Exercise brief:
Convert the lines from the one containing "400L501 410H507L510 406L505" through the one containing "positive clicks: (505, 396)", both included, into a JSON list of strings with one string per line, omitting any blank lines.

Recorded information:

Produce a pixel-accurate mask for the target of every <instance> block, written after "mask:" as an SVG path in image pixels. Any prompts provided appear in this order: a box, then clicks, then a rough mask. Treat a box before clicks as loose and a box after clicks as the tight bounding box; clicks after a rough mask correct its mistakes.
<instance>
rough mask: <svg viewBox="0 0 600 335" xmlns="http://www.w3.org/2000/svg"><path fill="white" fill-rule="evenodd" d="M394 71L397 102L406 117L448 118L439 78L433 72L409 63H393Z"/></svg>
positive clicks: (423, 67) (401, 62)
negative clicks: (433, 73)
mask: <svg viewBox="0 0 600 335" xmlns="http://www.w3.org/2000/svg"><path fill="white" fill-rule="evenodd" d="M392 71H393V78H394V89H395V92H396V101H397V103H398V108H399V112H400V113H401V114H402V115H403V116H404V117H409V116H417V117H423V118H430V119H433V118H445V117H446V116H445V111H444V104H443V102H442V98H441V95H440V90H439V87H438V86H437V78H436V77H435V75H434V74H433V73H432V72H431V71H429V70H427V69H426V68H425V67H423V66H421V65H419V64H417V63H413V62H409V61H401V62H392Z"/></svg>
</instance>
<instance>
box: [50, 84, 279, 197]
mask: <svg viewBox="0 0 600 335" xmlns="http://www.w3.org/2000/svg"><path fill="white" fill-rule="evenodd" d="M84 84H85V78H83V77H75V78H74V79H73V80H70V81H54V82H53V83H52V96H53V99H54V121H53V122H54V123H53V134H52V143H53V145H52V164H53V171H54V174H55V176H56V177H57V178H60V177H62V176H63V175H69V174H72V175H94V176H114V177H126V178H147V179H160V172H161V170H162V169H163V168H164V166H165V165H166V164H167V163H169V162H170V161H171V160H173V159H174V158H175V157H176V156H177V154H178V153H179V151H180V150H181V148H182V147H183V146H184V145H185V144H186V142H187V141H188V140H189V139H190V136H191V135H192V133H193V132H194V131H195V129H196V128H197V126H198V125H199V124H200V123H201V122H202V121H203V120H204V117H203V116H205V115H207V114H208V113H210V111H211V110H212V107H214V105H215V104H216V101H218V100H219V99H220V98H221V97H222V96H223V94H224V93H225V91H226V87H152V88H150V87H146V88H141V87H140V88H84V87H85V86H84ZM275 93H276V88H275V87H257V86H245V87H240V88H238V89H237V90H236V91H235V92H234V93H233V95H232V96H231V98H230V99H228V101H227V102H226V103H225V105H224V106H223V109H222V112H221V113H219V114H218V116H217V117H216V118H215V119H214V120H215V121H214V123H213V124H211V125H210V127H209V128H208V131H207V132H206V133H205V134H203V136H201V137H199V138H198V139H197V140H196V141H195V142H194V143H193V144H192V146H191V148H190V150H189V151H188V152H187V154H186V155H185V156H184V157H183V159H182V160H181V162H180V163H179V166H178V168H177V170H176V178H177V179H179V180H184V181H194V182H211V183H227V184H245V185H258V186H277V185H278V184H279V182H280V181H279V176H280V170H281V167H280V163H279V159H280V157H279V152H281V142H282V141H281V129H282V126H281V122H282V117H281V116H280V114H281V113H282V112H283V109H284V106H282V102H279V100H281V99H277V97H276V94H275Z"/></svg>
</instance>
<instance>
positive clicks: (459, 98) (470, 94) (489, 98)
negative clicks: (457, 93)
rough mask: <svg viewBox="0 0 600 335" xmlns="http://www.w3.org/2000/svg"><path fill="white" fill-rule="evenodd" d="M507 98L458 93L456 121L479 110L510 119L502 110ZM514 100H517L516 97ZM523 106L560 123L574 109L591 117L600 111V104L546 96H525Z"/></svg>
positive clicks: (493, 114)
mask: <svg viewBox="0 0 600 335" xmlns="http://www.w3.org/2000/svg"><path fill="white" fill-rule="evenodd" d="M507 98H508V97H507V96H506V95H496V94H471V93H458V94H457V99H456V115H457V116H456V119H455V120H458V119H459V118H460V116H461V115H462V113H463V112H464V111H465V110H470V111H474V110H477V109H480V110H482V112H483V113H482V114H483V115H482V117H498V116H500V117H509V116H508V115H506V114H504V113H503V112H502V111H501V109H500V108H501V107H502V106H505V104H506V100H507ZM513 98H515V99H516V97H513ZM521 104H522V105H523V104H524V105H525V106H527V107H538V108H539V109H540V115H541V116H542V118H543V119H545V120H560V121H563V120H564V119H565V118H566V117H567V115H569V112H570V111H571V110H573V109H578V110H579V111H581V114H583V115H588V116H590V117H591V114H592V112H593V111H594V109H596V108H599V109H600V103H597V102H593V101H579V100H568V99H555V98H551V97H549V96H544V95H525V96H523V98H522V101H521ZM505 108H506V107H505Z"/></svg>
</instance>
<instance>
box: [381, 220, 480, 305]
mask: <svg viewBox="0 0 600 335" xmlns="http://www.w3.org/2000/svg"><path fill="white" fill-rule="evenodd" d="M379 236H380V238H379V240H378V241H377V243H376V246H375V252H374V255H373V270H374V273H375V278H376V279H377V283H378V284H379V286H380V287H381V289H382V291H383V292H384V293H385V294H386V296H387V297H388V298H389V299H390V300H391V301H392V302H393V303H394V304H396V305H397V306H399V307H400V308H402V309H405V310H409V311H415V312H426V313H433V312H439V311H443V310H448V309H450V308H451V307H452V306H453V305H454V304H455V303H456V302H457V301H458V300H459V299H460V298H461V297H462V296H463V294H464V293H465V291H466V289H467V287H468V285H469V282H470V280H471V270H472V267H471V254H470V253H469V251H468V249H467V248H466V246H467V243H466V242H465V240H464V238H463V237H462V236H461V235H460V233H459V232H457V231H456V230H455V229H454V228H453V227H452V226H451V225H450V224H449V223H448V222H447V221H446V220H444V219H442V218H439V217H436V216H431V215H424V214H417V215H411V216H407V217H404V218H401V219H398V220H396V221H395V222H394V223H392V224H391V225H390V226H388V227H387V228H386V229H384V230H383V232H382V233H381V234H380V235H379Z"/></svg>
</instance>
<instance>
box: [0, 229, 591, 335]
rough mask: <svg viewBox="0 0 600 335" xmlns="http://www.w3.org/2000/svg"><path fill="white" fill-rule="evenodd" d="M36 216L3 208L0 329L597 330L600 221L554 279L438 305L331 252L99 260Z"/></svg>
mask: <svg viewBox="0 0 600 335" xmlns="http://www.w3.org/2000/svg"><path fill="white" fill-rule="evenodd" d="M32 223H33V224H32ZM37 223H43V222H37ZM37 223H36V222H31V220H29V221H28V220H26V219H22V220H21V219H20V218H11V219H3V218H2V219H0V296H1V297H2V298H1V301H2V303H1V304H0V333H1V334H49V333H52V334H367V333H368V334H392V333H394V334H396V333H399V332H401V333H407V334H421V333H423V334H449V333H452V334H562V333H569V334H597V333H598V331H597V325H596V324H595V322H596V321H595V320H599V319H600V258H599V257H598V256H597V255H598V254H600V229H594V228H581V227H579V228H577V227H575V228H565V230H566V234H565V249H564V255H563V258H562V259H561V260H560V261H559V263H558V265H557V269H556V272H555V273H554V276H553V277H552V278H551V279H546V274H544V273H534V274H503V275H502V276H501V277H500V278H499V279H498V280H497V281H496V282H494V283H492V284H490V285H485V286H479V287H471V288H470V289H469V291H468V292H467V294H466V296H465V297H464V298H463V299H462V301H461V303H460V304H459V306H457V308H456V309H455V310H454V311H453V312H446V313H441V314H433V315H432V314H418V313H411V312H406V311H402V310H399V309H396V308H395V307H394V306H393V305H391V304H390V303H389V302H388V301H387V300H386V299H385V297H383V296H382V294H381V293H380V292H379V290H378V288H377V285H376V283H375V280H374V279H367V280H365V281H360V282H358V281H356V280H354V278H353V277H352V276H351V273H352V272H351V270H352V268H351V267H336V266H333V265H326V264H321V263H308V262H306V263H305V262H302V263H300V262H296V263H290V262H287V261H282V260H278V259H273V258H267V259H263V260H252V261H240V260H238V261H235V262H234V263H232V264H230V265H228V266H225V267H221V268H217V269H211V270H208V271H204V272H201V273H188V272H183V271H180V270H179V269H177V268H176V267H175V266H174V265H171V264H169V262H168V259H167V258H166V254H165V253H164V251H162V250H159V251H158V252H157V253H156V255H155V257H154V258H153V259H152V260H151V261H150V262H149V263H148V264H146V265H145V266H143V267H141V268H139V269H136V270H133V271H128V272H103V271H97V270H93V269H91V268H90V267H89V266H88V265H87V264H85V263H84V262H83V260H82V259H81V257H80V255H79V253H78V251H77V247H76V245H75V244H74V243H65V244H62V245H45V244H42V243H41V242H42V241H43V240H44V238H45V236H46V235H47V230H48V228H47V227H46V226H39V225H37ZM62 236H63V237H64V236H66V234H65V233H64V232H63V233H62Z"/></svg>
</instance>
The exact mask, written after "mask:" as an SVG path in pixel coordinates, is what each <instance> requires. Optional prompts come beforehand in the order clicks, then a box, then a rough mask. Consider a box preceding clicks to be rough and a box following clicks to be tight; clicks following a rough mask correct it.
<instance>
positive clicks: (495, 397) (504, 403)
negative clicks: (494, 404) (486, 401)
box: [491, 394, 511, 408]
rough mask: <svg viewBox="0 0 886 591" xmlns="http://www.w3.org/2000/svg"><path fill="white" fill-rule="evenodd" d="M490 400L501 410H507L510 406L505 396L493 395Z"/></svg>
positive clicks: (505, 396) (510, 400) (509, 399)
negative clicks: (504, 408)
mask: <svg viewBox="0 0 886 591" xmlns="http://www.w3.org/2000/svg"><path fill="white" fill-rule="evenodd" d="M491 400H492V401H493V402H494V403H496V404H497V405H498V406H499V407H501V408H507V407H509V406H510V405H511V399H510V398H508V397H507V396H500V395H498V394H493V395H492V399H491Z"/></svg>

Response to the exercise:
[
  "rough mask: <svg viewBox=\"0 0 886 591\" xmlns=\"http://www.w3.org/2000/svg\"><path fill=\"white\" fill-rule=\"evenodd\" d=\"M490 400L501 410H507L510 406L505 396L493 395Z\"/></svg>",
  "positive clicks: (505, 396) (510, 400) (509, 399)"
]